> EXERCISE
Arrange the material below as a Markdown table with the columns "Row" and "Line," placing each line in its own numbered row and omitting blank lines.

******

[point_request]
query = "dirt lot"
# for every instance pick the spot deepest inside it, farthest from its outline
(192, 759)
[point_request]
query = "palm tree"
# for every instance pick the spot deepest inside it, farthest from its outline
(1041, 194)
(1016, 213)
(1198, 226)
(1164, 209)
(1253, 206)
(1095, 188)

******

> COMPLETED EXERCISE
| Row | Line |
|---|---|
| 1 | [point_request] |
| 2 | query = "dirt lot" |
| 3 | # for every instance pick the spot deepest inside it, farthest from its outline |
| 4 | (192, 759) |
| 5 | [point_request] |
| 6 | query = "palm tree" |
| 7 | # for every instance pick the spot deepest inside it, farthest from its outline |
| 8 | (1041, 194) |
| 9 | (1016, 213) |
| 10 | (1198, 226) |
| 11 | (1164, 209) |
| 12 | (1253, 206) |
| 13 | (1095, 188) |